- **Information provided**
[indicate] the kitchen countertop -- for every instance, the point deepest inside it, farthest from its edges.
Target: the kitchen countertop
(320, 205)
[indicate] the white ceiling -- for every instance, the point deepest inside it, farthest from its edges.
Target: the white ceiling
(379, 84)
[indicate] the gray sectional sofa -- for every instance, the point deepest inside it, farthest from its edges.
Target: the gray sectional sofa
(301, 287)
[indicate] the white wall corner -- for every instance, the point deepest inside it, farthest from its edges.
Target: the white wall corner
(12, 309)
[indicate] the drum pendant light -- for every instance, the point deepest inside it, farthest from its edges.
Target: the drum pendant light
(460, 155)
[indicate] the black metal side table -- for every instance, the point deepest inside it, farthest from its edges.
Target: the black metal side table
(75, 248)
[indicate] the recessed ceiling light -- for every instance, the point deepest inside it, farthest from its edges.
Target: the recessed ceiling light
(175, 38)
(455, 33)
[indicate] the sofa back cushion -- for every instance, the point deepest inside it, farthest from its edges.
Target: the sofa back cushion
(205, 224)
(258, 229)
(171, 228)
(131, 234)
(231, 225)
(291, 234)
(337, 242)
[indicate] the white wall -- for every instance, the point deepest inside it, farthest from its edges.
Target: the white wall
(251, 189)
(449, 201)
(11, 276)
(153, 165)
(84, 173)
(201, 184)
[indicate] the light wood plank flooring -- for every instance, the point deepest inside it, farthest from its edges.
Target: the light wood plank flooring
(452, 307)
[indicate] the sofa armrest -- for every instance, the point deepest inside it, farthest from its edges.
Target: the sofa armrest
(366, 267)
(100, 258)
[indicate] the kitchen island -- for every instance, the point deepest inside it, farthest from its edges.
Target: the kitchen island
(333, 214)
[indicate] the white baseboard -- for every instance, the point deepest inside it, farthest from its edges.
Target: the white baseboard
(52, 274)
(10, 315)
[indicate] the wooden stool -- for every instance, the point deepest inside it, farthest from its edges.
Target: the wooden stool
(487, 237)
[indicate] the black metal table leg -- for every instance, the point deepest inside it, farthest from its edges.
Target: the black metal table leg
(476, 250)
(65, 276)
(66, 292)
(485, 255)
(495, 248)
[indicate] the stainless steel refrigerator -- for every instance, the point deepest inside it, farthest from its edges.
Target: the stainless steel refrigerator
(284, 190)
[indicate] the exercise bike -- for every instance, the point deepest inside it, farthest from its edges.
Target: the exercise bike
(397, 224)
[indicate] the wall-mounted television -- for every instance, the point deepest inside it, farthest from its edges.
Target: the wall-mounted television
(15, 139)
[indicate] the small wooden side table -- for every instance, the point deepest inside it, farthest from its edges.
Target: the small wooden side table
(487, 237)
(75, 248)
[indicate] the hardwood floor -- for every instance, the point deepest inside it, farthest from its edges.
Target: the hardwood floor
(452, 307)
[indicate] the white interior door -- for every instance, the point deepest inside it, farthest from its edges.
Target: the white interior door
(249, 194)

- **Brief**
Recast the stretch of the listing above, from the line containing "[indicate] the hardwood" through the end of the listing, as a numbered list, leaving out any blank lines.

- **Output for this task**
1. [indicate] the hardwood floor -- for every instance, the point deepest inside it, farthest from its edges.
2. Target: the hardwood floor
3. (452, 307)
4. [indicate] the white interior door -- for every instance, the point deepest inside it, farthest from its edges.
5. Target: the white interior door
6. (249, 194)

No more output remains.